[[ ENTRIES PROVIDED open ]]
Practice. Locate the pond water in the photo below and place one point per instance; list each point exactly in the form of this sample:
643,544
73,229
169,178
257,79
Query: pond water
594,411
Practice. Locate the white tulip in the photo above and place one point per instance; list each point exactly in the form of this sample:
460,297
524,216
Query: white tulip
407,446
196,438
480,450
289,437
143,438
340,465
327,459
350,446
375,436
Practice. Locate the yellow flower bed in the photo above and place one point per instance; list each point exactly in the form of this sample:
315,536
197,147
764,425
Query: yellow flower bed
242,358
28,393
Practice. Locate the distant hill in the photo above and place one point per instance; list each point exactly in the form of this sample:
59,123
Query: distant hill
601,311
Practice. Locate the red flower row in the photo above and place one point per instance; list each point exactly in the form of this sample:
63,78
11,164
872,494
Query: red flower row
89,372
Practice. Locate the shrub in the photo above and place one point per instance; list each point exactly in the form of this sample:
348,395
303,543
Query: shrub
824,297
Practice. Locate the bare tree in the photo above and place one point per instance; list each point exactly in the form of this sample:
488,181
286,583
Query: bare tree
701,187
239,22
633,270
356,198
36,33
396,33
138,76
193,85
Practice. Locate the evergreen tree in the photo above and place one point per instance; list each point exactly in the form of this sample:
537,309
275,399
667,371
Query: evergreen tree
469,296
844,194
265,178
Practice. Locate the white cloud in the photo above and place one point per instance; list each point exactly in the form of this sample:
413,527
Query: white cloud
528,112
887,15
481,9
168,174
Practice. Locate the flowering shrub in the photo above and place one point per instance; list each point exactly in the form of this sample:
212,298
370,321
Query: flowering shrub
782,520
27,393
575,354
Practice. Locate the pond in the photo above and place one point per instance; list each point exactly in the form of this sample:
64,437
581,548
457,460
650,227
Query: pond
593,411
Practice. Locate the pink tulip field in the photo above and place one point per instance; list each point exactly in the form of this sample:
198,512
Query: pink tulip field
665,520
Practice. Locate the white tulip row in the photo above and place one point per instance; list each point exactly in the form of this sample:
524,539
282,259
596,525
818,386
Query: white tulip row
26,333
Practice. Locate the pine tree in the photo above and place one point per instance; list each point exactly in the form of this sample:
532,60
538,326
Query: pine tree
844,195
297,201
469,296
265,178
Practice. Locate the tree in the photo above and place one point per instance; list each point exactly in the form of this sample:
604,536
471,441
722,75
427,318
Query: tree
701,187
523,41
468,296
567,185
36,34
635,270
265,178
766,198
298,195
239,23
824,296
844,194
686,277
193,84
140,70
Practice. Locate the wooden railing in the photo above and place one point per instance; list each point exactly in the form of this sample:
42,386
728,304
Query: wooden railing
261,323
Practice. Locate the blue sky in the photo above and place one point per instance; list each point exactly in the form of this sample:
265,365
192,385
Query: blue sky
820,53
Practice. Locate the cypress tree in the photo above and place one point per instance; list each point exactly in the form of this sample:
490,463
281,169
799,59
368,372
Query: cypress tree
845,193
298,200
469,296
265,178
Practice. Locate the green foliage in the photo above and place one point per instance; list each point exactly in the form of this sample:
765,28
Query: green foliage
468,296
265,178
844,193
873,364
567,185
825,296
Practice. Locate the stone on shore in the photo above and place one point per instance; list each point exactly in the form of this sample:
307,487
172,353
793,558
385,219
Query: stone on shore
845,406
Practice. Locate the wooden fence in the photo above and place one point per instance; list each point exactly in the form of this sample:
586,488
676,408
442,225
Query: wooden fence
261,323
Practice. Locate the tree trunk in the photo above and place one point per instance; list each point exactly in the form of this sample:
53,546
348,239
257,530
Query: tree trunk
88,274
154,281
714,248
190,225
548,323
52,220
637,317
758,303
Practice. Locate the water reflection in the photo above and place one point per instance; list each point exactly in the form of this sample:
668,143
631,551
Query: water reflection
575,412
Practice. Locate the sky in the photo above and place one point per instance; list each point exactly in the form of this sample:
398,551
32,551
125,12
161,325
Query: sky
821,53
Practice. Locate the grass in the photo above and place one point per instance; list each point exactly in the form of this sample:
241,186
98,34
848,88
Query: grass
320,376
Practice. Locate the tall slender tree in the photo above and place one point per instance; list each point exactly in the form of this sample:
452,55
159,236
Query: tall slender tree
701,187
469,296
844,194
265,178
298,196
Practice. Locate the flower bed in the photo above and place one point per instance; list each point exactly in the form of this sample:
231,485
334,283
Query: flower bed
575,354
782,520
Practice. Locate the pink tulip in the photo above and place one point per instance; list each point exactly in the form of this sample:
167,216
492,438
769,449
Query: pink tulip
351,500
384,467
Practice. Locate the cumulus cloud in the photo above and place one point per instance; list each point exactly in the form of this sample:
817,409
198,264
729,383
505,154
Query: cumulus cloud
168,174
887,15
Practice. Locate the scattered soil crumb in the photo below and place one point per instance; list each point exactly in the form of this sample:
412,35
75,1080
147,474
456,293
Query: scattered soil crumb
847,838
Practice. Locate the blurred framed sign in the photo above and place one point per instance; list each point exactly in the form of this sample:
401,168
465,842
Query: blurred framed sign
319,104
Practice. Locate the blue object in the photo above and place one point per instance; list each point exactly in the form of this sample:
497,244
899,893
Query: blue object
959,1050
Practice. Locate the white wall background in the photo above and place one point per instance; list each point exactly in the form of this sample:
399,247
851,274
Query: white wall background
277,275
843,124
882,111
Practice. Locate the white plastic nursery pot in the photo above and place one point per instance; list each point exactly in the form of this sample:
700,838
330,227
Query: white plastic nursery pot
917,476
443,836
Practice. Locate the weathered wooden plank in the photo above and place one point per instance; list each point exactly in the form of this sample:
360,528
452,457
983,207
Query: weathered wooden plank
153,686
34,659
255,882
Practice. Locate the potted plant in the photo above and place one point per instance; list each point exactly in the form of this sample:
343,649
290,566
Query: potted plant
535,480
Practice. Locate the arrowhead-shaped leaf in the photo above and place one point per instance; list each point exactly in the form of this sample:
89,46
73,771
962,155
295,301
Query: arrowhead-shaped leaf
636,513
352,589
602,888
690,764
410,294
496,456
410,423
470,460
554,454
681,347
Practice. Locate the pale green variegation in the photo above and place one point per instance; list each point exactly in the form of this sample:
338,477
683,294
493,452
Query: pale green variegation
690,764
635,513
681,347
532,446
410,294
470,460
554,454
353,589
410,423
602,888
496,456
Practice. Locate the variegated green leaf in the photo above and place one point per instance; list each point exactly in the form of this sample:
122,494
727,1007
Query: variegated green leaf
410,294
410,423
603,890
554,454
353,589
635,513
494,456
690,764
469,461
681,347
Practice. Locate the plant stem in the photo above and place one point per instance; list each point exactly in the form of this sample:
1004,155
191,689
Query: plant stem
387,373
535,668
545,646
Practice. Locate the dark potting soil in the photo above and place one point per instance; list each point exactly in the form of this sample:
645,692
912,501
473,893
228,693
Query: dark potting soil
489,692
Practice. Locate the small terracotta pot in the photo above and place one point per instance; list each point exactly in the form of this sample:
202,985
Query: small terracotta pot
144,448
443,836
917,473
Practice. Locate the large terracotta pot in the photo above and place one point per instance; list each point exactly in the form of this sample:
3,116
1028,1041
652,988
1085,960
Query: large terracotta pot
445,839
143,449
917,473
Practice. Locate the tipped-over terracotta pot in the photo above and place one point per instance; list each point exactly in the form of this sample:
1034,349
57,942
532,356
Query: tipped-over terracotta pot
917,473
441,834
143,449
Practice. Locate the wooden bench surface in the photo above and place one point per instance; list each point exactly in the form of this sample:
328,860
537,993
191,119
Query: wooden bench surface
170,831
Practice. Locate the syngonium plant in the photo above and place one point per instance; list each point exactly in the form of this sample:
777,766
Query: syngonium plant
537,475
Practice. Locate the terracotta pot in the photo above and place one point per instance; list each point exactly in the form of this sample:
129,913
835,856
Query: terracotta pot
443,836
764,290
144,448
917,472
[[ ENTRIES PROVIDED closed ]]
**WHAT THIS TASK INVOLVES**
Give every line of the listing again. Keep each one exact.

**RESULT BELOW**
Practice. Locate the pond water in the photo below and place one point per instance; list each point exactly in the form of this sample:
643,544
73,229
169,178
257,79
Query: pond water
594,411
Practice. Locate the white tulip in the photo above and place one point per instance; list each point exactly in the form of this sample:
460,297
524,216
Query: white tulip
407,446
196,438
480,450
289,437
143,438
340,465
327,459
350,446
375,436
Practice. Locate the yellow flower bed in the photo above and place one point per instance; list each point exactly in the form of this sample:
315,536
197,147
764,425
Query: yellow flower bed
242,358
28,393
Practice. Locate the distant hill in the photo above and place one point per instance; list each point exactly in the form of this sample:
59,123
Query: distant hill
601,311
Practice. Locate the red flower row in the photo above and place one point per instance; list each point exactly in the form of this sample:
63,78
11,164
872,494
Query: red flower row
89,372
Practice. Locate the shrub in the photo above and place one point per instance; list each point exactly in the form of this sample:
348,395
303,543
Query: shrub
824,297
Practice. Locate the bare tree in the photo above and place one point per instance; list each point exactly in the form of this sample:
488,181
286,583
Query: bare tree
701,187
239,22
633,270
356,198
36,33
396,33
138,76
193,85
Practice. Locate the evergreen tree in the photo above and place one point per instance; list each point exactly in the form of this sample:
537,309
275,399
667,371
Query: evergreen tree
469,296
844,194
265,178
Practice. Locate the white cloud in the photo above and place one point per instance; list each point exactly in the form of this sample:
413,527
Query: white cloud
528,112
887,15
481,9
168,174
Practice. Locate the flowering shrub in the photo above and place one point per instance; list each point exactly in the form of this sample:
212,298
370,321
Query: flowering shrub
782,520
27,393
575,354
Practice. Locate the pond in the photo above and place one point per instance; list each point exactly in the form of this sample:
64,437
581,548
457,460
650,227
Query: pond
593,411
Practice. Locate the pink tulip field in the photo above and place one point per instance; list each point exactly in the form of this sample:
198,512
Query: pink tulip field
665,520
Practice. Locate the white tulip row in the photo above and place one point per instance; list each point exactly in the form of this sample:
524,539
282,259
596,525
818,386
Query: white tulip row
26,333
Practice. Locate the pine tree in the photo above and place one point per instance; list each point exactly in the form of this sample:
532,60
538,326
Query: pine tree
844,195
297,201
469,296
265,178
Practice. Locate the tree in the photo above and place one point per instance; list each point exactly in the form of this sample:
604,536
471,441
722,75
427,318
Query: tree
701,187
523,41
468,296
567,185
36,34
635,270
265,178
766,198
298,195
239,23
824,296
844,194
686,277
193,84
140,70
Practice. Locate the wooden railing in the photo above and place one point per instance; list each point exactly in the form of this sample:
42,386
728,304
Query: wooden railing
261,323
Practice. Locate the blue sky in the photo above and place one point per instance; list each point exactly in the form of this sample:
265,365
192,385
Query: blue sky
820,53
Practice. Locate the cypress tree in the photo above and place one point per instance; list each point exactly in the form of this sample:
490,463
281,169
799,59
368,372
Query: cypress tree
845,193
298,200
469,296
265,178
Practice. Locate the green foliage in the photo above and place one point per instance; list each point exactly in the form of this sample:
765,28
Query: green foliage
468,296
265,178
844,193
873,364
567,185
825,296
Practice. Locate the stone on shore in the photo above and place one point per instance; list each point exactly in the form of this sample:
307,487
172,353
793,558
385,219
Query: stone on shore
845,406
Practice. Locate the wooden fence in the photo above and place one point per instance; list each point exactly in the form of this sample:
586,488
676,408
442,225
Query: wooden fence
261,323
Practice. Locate the tree trunk in the photo above and place one point per instance; list each point exactly in the form of this sample:
53,546
348,239
257,530
Query: tree trunk
88,274
154,281
714,248
190,225
548,323
52,220
637,317
758,303
Practice. Locate the water reflection in the photo above and place one point per instance; list each point exactly in the form of this sample:
668,143
631,551
Query: water reflection
575,412
Practice. Locate the sky in the photo above and place one point per instance; list each point exactly in the form of this sample:
398,551
32,551
125,12
161,325
Query: sky
821,53
Practice. Locate the grass in the photo above and place one point per instance; list each point exactly in the form of this sample:
241,186
98,34
848,88
Query: grass
320,376
Practice. Locate the tall slender tree in the photo above and place one point per instance; list each point exactly in the form of this sample:
452,55
159,236
Query: tall slender tree
701,187
469,296
844,194
265,178
298,196
Practice. Locate the flower bed in the photo above and place one point per instance; list each point exactly in the form of this sample:
231,485
334,283
Query: flower bed
575,354
782,520
Practice. Locate the pink tulip in the photo above and place one point per instance; list each point exactly in the form of this sample:
167,216
492,438
769,449
Query: pink tulip
351,500
384,467
Practice. Locate the cumulus cloud in the photo above and place one point per instance; list each point exactly in the form of this sample:
817,409
198,264
729,383
505,154
Query: cumulus cloud
168,174
887,15
Practice. Locate the scattered soil crumb in the photo below and place one point per instance; list each point exactly in the form of this sample:
412,35
75,1080
147,474
456,293
Query: scattered soil crumb
847,838
Practice. Locate the blurred framed sign in the photo above and place one point per instance; list each point exactly in the form of this sample:
401,168
465,842
Query: blurred framed sign
319,104
Practice. Locate the blue object in the photo above and place one point per instance; list each point exactly in the form of this sample:
497,244
899,893
Query: blue object
959,1050
Practice. Locate the white wall background in the photo above and place one point per instance; list each point exactly in the form of this sample:
399,247
851,274
Query: white wall background
277,275
843,124
882,111
Practice. Locate the white plastic nursery pot in the photo above and place one point per instance; list each point exactly in the form of this sample:
700,838
330,227
Query: white plastic nursery pot
917,476
443,836
Practice. Locate the weathered wooden plank in the photo above and place one point per instance; list each point exactly in the form of this sample:
360,528
452,457
983,207
Query: weathered wooden plank
153,686
34,659
255,882
Practice. Locate the potted plant in the photo above and place one point per instance; list each point exactly in the form of this sample:
343,649
290,566
Query: potted plant
535,480
Practice. Locate the arrowhead-shaped leaf in the photo above and place one point per instance; list each point exactly in the form of this sample:
89,46
73,771
962,155
295,301
Query: arrowhead-shaped leaf
636,513
352,589
602,888
690,764
410,294
496,456
410,423
470,460
554,454
681,347
Practice. Locate the pale green variegation in the photo above and place one point per instance; list each point exactly in the form of this sample:
338,477
683,294
493,452
Query: pale green variegation
690,764
635,513
681,347
532,446
410,294
470,460
554,454
353,589
410,423
602,888
496,456
Practice. Locate the variegated green leaf in the photo above and place one point per instance; list each point exactly in the form of this sample:
122,494
727,1007
Query: variegated green leaf
410,294
410,423
603,890
554,454
353,589
635,513
494,456
690,764
469,461
681,347
Practice. Locate the plant stem in the photo above and place one point per instance; list each point exactly in the form of this sample:
1004,155
191,689
Query: plant stem
387,373
535,668
545,646
Practice. Locate the dark potting soil in the photo above and place one point per instance; list each point exactly in the form of this sample:
645,692
912,501
473,893
228,693
Query: dark potting soil
489,692
Practice. Locate the small terracotta pot in the photo above and place one point per instance; list each point exactly in the form of this sample:
202,985
Query: small terracotta pot
144,448
443,836
917,473
Practice. Locate the large terracotta pot in the photo above and place one point per instance; list each point exactly in the form of this sample:
3,116
1028,1041
652,988
1085,960
Query: large terracotta pot
445,839
143,449
917,473
Practice. Locate the tipped-over terracotta pot in the photo above and place one point per instance; list each point exactly in the form of this sample:
1034,349
57,942
532,356
Query: tipped-over terracotta pot
917,473
441,834
143,449
Practice. Locate the wooden bench surface in the photo above and place one point per instance; list each point exactly in the form of this sample:
328,860
537,993
191,119
Query: wooden bench surface
170,831
Practice. Locate the syngonium plant in the photo above and place one point per instance; list each point exactly in the form of this sample:
777,766
Query: syngonium plant
537,475
Practice. Locate the terracotta pot in the photo above and place one point per instance; list each point exactly in the form of this sample:
129,913
835,856
Query: terracotta pot
443,836
764,290
144,448
917,472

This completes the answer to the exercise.